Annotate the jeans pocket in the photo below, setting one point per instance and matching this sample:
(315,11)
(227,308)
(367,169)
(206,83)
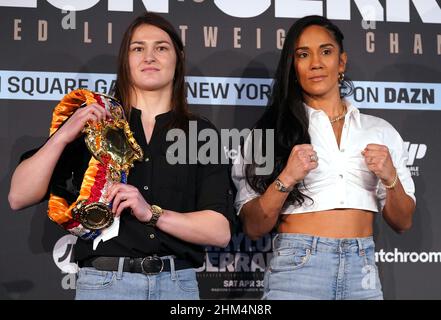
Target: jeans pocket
(92,279)
(186,280)
(290,259)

■ ■ ■

* _WHAT TO PRODUCE_
Could you repeat each line above exactly as written? Omit the pictures.

* _ANSWER BOX_
Annotate the jeans pocket in the photo below, setting one point per instance and matching this sample:
(315,11)
(227,308)
(367,169)
(206,83)
Target: jeans pocket
(92,279)
(186,280)
(290,259)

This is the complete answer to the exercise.